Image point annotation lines

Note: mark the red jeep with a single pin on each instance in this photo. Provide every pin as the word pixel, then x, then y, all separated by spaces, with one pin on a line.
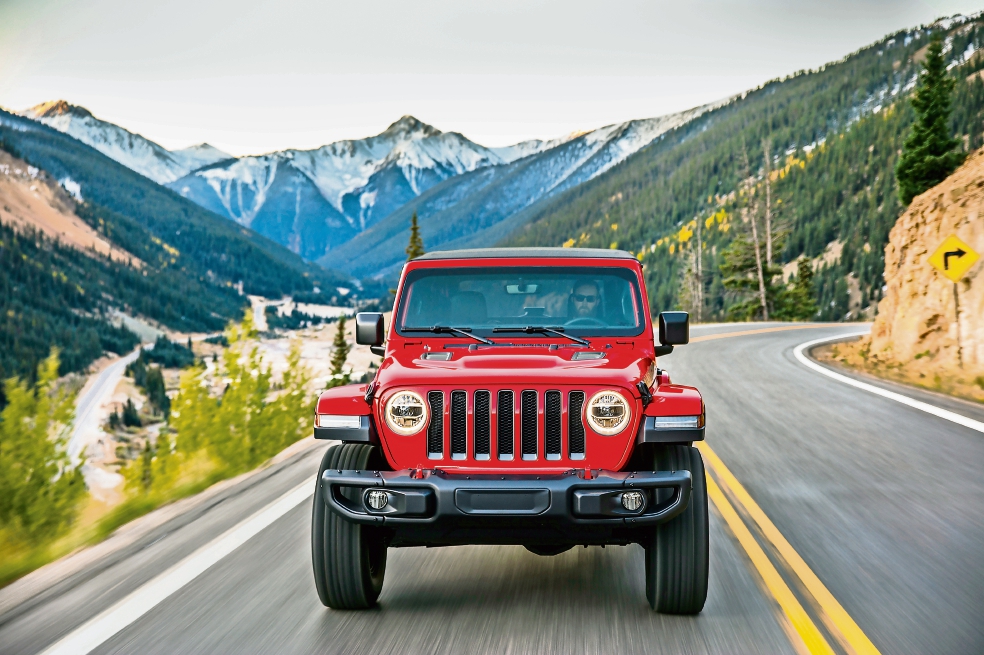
pixel 518 402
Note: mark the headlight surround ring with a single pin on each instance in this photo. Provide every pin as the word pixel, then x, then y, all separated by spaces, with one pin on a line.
pixel 608 412
pixel 406 413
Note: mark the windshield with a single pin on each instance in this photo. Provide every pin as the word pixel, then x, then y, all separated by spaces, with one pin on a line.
pixel 577 300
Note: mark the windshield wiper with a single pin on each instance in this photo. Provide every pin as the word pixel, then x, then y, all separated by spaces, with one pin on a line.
pixel 539 329
pixel 444 329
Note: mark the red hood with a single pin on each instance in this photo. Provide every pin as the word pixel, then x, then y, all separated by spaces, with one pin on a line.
pixel 623 365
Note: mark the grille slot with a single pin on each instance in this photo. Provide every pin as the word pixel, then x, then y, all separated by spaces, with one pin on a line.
pixel 435 431
pixel 551 424
pixel 529 424
pixel 505 410
pixel 483 424
pixel 575 428
pixel 459 424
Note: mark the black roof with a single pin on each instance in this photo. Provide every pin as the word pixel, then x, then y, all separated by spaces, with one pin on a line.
pixel 502 253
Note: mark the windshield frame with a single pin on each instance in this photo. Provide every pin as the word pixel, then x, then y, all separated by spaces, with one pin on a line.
pixel 584 269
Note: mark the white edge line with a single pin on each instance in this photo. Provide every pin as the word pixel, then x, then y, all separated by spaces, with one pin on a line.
pixel 96 631
pixel 891 395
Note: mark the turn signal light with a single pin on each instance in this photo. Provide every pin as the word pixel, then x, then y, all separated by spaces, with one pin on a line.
pixel 336 421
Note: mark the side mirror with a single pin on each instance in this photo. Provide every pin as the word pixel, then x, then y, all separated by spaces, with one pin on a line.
pixel 369 329
pixel 674 328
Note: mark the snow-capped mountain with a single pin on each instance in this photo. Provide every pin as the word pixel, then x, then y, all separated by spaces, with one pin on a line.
pixel 481 207
pixel 315 200
pixel 347 204
pixel 132 150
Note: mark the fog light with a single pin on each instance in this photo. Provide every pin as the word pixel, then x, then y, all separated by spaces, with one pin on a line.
pixel 377 499
pixel 633 500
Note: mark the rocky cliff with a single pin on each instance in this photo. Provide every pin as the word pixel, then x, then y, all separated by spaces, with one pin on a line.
pixel 918 325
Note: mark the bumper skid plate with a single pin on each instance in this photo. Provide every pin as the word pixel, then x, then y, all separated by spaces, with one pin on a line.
pixel 574 498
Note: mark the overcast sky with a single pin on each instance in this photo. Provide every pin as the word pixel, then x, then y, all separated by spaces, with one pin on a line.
pixel 251 77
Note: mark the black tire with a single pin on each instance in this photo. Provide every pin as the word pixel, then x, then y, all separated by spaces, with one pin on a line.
pixel 676 558
pixel 349 559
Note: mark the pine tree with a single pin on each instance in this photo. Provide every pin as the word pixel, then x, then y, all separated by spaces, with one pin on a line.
pixel 798 303
pixel 416 246
pixel 929 154
pixel 146 468
pixel 130 416
pixel 39 486
pixel 340 351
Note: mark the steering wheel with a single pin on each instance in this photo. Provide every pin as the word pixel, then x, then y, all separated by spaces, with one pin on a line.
pixel 586 321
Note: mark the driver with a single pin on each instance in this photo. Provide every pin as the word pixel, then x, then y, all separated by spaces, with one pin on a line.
pixel 586 300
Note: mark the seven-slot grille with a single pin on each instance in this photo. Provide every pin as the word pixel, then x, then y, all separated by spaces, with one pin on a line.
pixel 474 435
pixel 435 431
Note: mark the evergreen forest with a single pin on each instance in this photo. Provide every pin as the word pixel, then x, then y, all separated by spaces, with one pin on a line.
pixel 833 138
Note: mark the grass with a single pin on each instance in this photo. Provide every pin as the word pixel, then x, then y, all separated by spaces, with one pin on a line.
pixel 923 371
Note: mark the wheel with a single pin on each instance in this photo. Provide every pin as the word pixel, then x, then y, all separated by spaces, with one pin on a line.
pixel 676 558
pixel 349 559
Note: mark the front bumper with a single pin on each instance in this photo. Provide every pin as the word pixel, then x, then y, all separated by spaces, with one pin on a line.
pixel 432 507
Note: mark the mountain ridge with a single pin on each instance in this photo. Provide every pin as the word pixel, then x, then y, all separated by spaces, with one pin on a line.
pixel 128 148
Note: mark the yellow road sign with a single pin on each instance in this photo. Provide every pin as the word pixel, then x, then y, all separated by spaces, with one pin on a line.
pixel 954 258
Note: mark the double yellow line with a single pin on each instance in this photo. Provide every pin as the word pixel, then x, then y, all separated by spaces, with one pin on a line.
pixel 838 622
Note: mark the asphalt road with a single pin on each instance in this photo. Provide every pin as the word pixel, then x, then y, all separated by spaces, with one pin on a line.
pixel 885 504
pixel 97 392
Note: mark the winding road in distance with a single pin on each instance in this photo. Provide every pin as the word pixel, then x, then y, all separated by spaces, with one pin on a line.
pixel 840 520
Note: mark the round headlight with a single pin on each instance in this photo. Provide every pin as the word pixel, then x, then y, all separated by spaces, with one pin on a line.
pixel 608 412
pixel 406 413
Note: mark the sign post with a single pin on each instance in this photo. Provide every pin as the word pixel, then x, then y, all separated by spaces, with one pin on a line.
pixel 953 259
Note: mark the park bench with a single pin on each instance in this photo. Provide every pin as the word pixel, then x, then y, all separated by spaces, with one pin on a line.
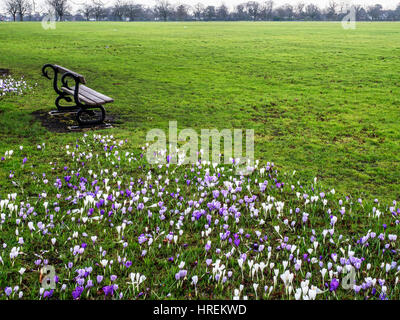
pixel 88 103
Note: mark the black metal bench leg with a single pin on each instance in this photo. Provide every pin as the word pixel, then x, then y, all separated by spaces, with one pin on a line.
pixel 89 111
pixel 64 109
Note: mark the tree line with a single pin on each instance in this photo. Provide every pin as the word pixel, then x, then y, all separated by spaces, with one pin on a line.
pixel 163 10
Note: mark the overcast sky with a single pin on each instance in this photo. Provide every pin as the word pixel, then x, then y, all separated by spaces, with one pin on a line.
pixel 389 4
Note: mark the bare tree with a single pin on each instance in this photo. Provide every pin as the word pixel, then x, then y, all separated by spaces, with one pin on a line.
pixel 98 9
pixel 198 10
pixel 163 9
pixel 313 12
pixel 267 9
pixel 12 8
pixel 241 13
pixel 59 7
pixel 23 7
pixel 222 12
pixel 285 12
pixel 299 10
pixel 133 11
pixel 375 11
pixel 253 9
pixel 118 10
pixel 209 13
pixel 331 10
pixel 182 12
pixel 86 11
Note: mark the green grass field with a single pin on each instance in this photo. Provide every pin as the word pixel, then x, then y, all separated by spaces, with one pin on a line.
pixel 323 101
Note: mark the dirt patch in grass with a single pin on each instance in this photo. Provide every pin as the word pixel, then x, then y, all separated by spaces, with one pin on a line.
pixel 61 122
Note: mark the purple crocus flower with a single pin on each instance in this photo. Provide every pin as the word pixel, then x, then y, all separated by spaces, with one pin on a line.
pixel 108 290
pixel 77 292
pixel 334 284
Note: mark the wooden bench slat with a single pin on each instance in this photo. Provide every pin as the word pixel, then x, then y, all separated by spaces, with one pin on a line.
pixel 83 98
pixel 87 95
pixel 65 70
pixel 95 93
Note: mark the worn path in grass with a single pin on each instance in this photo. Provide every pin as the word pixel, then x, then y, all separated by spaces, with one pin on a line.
pixel 323 101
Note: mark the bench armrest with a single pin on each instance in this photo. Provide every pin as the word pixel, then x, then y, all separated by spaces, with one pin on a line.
pixel 77 81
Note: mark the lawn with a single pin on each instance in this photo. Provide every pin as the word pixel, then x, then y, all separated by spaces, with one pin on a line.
pixel 323 102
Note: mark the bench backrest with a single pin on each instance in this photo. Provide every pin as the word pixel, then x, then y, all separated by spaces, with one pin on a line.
pixel 65 70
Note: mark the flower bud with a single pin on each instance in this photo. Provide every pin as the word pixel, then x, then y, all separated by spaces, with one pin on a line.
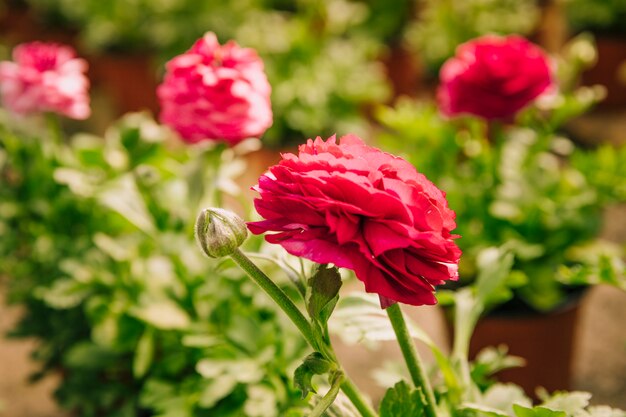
pixel 219 232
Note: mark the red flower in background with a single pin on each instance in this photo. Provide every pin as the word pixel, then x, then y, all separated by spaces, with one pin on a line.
pixel 216 92
pixel 45 77
pixel 493 77
pixel 359 208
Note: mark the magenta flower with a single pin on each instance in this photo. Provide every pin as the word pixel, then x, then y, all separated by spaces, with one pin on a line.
pixel 493 77
pixel 216 92
pixel 359 208
pixel 45 77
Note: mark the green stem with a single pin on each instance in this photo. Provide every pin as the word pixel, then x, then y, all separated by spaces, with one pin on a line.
pixel 327 400
pixel 411 357
pixel 296 316
pixel 358 400
pixel 278 295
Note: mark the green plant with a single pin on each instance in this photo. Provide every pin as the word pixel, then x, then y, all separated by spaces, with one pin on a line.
pixel 525 186
pixel 98 248
pixel 605 17
pixel 442 25
pixel 321 57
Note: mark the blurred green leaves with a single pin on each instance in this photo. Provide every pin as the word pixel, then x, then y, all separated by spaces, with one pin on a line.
pixel 98 248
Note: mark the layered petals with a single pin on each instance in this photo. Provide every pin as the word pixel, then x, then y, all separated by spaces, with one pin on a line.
pixel 45 77
pixel 215 92
pixel 359 208
pixel 493 77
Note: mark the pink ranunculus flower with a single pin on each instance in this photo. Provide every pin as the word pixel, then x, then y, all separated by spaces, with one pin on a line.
pixel 216 92
pixel 45 77
pixel 493 77
pixel 359 208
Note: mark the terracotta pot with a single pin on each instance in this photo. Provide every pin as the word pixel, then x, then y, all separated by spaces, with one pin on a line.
pixel 546 341
pixel 610 70
pixel 130 80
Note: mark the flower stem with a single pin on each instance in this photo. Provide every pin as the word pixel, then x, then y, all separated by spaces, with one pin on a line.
pixel 357 399
pixel 411 357
pixel 296 316
pixel 278 295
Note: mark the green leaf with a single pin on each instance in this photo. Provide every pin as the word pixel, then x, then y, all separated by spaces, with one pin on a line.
pixel 402 401
pixel 521 411
pixel 570 402
pixel 216 389
pixel 483 410
pixel 336 379
pixel 163 314
pixel 324 285
pixel 314 364
pixel 144 354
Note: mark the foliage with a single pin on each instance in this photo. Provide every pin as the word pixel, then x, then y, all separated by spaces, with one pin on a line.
pixel 98 246
pixel 462 388
pixel 605 17
pixel 320 56
pixel 442 25
pixel 525 186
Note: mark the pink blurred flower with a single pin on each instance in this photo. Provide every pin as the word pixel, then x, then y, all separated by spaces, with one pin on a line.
pixel 216 92
pixel 359 208
pixel 493 77
pixel 45 77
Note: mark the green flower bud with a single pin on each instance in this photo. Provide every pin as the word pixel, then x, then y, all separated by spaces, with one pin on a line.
pixel 220 232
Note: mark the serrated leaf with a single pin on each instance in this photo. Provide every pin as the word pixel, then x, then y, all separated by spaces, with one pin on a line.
pixel 521 411
pixel 483 410
pixel 314 364
pixel 324 288
pixel 402 401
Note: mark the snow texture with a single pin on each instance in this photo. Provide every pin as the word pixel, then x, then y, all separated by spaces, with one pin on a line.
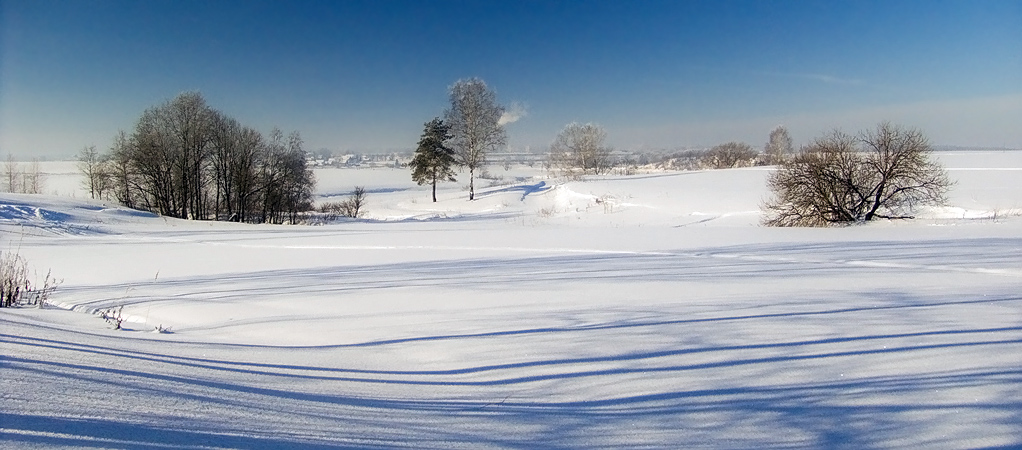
pixel 648 311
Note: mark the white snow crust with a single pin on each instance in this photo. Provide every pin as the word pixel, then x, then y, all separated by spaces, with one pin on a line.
pixel 645 311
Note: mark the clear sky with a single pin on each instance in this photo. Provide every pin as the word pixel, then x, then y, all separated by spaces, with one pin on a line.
pixel 365 76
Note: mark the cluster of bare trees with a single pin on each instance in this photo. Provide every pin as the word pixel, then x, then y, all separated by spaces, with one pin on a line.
pixel 579 149
pixel 189 161
pixel 18 180
pixel 883 173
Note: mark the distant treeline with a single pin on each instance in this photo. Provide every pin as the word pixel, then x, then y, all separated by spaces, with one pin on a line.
pixel 188 161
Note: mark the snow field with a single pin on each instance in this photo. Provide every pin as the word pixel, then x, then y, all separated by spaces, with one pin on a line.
pixel 649 311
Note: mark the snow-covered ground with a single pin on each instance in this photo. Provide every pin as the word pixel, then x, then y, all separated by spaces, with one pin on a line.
pixel 648 311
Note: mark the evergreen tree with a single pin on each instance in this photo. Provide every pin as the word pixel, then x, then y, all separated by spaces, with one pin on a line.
pixel 433 159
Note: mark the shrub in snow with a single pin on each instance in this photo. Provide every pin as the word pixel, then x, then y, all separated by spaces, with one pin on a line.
pixel 16 288
pixel 836 179
pixel 352 207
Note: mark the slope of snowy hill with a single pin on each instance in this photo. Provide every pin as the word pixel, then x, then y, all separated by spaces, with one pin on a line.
pixel 647 311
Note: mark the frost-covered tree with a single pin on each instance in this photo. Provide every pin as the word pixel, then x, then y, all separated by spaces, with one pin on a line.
pixel 95 172
pixel 779 146
pixel 884 173
pixel 433 160
pixel 581 146
pixel 11 175
pixel 730 154
pixel 474 118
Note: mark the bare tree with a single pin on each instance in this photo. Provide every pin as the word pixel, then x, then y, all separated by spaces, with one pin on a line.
pixel 11 175
pixel 433 159
pixel 730 154
pixel 124 180
pixel 779 146
pixel 33 178
pixel 581 147
pixel 94 169
pixel 884 173
pixel 474 120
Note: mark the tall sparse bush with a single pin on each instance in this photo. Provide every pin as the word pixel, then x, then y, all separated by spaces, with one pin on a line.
pixel 15 286
pixel 884 173
pixel 579 147
pixel 185 160
pixel 730 154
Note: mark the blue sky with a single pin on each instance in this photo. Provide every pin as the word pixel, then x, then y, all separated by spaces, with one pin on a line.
pixel 366 75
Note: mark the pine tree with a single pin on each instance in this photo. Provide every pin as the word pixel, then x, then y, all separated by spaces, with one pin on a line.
pixel 433 159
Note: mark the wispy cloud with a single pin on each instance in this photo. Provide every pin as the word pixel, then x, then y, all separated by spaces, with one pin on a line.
pixel 514 113
pixel 823 78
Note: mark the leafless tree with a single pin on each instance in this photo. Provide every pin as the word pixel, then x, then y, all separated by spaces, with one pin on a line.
pixel 581 147
pixel 474 120
pixel 186 160
pixel 433 159
pixel 779 146
pixel 33 178
pixel 884 173
pixel 95 171
pixel 124 179
pixel 730 154
pixel 11 175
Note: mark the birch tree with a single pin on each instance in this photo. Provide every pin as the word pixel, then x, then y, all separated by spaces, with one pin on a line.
pixel 474 120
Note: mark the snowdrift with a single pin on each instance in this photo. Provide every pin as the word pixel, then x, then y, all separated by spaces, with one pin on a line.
pixel 648 311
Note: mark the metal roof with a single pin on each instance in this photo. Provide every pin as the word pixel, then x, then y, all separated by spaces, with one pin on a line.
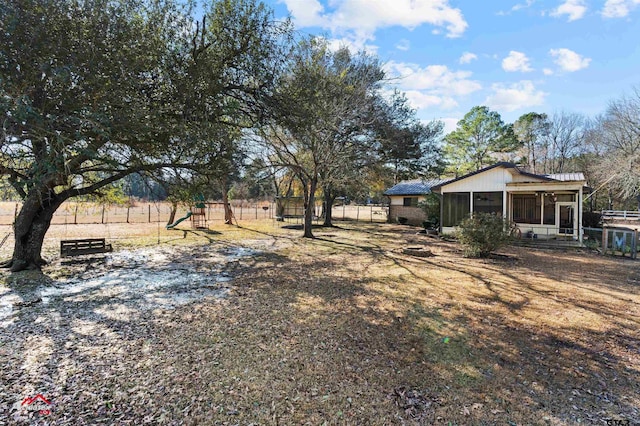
pixel 414 187
pixel 567 177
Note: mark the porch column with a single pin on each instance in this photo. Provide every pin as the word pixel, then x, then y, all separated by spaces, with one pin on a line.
pixel 580 230
pixel 505 201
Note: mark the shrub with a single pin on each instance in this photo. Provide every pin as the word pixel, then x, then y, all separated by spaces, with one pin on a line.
pixel 481 234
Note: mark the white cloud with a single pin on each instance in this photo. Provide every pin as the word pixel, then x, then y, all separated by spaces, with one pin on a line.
pixel 306 13
pixel 568 60
pixel 403 44
pixel 362 18
pixel 467 57
pixel 527 4
pixel 450 124
pixel 431 86
pixel 353 45
pixel 419 100
pixel 437 79
pixel 515 96
pixel 574 9
pixel 618 8
pixel 516 61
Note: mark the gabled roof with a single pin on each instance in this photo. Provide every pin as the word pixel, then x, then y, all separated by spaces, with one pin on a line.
pixel 567 177
pixel 559 177
pixel 414 187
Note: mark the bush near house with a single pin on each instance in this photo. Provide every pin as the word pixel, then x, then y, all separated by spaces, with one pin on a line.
pixel 481 234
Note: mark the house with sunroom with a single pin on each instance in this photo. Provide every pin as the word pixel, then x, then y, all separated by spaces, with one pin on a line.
pixel 541 206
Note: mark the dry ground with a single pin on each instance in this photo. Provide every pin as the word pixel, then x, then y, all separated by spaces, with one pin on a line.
pixel 343 329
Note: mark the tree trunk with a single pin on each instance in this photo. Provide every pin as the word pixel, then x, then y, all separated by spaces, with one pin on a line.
pixel 30 228
pixel 172 213
pixel 309 203
pixel 329 198
pixel 228 213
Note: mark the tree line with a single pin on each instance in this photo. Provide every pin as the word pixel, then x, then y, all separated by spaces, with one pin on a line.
pixel 102 96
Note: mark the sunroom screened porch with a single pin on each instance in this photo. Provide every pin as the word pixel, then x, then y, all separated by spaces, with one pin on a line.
pixel 542 206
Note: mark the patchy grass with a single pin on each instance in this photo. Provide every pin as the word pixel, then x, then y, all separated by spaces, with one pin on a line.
pixel 345 329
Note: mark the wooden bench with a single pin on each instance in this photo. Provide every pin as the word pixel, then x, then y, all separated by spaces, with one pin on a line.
pixel 84 246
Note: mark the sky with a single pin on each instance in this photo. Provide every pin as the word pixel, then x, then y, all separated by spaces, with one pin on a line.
pixel 514 56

**WHAT TO WORK ON:** Rewrite the lines starting with the line that contains "Note: mark the house" and going on through the line that contains "pixel 343 329" as a two-column CSV headed text and answer. Give one row per line of text with its answer, quote both fields, and turn any line breaks into spaces.

**SOLUTION FOR THIS PROBLEM:**
text,answer
"Note: mark the house with sunroom with a single pin on each instance in this photo. Provide every pin as the word pixel, then x, then y, all separated by spaces, with one pin on a line.","pixel 541 206"
"Note: mark the dry ground with a single pin on each instance in this photo. Provide every pin as the word pixel, then x, then y, all separated by spaces, with one pin on a line.","pixel 343 329"